Barbara Jensen and the State Data Center

Barbara Jensen is running in the Republican primary in Oregon House District 25 against conservative radio talk show host Bill Post. House District 25 covers Keizer, St. Paul and Newberg. The Statesman Journal described Jensen as a “longtime state government employee.” One of those state jobs was working for the State of Oregon as the Communications Officer for the Oregon State Data Center from 2004-2009. On her LinkedIn profile, it notes that she “served to plan and build” the State Data Center.

Barbara Jensen - LinkedIn - OR State Data Center

The Oregon consolidated State Data Center (SDC) was a project to consolidate 12 state data centers into one, “to reduce the number of servers and operating systems it supported (thereby lowering hardware, licensing, and management costs), offer new and better service level agreements, improve the state’s disaster recovery capability, allow for growth and technological advances, and ensure better data security.” A 2008 report from the Oregon Secretary of State auditors found that the SDC project failed to meet several of those “significant objectives.”

Oregon’s SDC project made national news in IT trade journals with headlines like this one in CIO magazine in 2008: Oregon’s Data Center Nightmare.

* Objectives
1. From the reading on the State Data Center, print the part that opens with the words containing "The Oregon consolidated" and closes with "Data Center Nightmare.".
2. List every goal that the reading on the State Data Center gives for consolidating the state data centers into one.
The raw records that follow play no part in the work here.

Raw records
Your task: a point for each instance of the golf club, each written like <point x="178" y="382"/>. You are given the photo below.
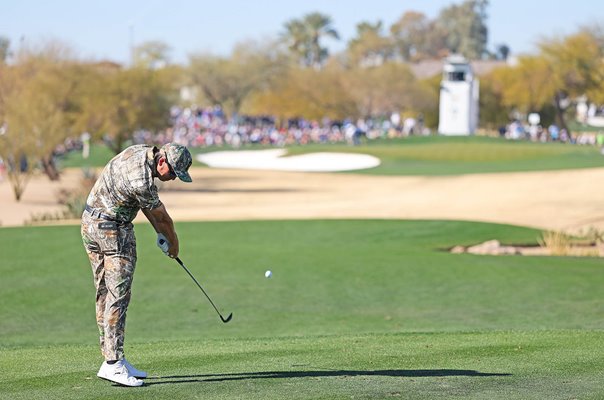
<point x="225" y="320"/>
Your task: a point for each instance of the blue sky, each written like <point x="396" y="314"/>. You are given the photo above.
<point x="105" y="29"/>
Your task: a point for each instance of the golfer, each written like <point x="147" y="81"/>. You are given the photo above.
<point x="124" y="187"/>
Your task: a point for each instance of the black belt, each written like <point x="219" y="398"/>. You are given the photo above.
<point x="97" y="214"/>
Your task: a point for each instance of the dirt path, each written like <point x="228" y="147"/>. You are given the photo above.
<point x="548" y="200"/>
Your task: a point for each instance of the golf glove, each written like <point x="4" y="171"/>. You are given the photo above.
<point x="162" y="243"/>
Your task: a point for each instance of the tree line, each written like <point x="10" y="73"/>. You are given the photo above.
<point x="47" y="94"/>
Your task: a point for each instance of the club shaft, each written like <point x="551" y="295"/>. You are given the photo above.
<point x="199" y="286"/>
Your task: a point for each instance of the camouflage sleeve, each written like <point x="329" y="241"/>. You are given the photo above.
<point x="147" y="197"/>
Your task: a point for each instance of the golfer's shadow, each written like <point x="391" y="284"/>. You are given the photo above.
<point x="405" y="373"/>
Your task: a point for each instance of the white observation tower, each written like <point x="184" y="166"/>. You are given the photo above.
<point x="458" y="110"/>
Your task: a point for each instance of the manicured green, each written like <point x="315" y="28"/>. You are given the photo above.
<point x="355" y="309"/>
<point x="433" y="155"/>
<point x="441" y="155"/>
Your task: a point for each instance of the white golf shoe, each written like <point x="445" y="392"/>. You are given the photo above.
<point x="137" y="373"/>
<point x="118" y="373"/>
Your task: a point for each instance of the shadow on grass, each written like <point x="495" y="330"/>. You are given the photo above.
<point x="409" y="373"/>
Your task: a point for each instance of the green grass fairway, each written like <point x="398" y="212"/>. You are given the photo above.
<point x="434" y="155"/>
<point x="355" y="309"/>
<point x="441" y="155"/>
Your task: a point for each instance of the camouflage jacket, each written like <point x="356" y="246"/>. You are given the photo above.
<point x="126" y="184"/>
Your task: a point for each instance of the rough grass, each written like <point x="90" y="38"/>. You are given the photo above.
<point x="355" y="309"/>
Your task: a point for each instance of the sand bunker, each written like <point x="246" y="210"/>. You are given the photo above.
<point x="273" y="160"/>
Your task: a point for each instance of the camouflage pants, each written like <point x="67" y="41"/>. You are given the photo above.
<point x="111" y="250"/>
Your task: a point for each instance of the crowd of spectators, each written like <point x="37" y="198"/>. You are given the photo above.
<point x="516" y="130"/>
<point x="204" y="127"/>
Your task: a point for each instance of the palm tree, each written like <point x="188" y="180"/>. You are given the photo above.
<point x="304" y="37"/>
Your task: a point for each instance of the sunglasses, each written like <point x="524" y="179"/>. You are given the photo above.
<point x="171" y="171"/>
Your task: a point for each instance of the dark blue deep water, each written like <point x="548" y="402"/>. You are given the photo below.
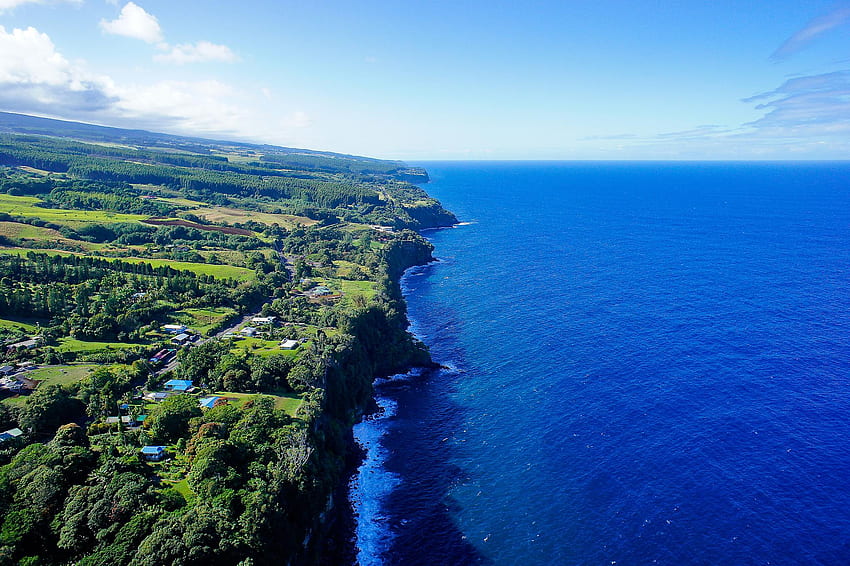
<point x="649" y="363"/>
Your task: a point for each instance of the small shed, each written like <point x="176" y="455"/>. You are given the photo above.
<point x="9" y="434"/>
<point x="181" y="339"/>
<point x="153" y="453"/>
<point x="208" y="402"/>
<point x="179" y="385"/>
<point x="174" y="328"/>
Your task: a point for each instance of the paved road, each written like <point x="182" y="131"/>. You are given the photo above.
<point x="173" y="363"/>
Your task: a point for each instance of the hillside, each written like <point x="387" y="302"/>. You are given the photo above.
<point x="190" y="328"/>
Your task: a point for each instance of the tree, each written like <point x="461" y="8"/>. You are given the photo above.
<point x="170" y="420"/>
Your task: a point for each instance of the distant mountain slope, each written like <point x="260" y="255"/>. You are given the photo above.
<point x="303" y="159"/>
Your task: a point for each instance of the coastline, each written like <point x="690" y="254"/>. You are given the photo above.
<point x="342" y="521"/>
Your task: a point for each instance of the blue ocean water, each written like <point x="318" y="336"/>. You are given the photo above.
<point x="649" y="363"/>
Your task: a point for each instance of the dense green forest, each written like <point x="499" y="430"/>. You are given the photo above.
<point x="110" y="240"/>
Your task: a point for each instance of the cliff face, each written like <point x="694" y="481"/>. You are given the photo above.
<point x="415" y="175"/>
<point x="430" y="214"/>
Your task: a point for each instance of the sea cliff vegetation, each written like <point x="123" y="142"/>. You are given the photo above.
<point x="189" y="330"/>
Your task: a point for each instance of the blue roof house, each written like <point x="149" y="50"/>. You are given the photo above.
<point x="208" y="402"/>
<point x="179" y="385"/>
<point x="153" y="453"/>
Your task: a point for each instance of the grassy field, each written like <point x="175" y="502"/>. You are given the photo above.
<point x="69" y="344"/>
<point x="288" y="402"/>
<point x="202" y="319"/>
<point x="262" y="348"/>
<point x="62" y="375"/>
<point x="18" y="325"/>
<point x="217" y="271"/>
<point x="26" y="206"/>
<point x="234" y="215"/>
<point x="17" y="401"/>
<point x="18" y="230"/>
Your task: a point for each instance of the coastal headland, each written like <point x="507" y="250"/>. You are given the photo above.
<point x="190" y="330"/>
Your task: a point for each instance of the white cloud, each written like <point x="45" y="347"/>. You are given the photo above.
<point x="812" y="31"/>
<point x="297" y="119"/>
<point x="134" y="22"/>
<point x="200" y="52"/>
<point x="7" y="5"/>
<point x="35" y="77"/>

* Solutions per task
1.
The Oregon consolidated State Data Center (SDC) was a project to consolidate 12 state data centers into one, “to reduce the number of servers and operating systems it supported (thereby lowering hardware, licensing, and management costs), offer new and better service level agreements, improve the state’s disaster recovery capability, allow for growth and technological advances, and ensure better data security.” A 2008 report from the Oregon Secretary of State auditors found that the SDC project failed to meet several of those “significant objectives.”

Oregon’s SDC project made national news in IT trade journals with headlines like this one in CIO magazine in 2008: Oregon’s Data Center Nightmare.

2.
- Reduce the number of servers and operating systems it supported
- Offer new and better service level agreements
- Improve the state's disaster recovery capability
- Allow for growth and technological advances
- Ensure better data security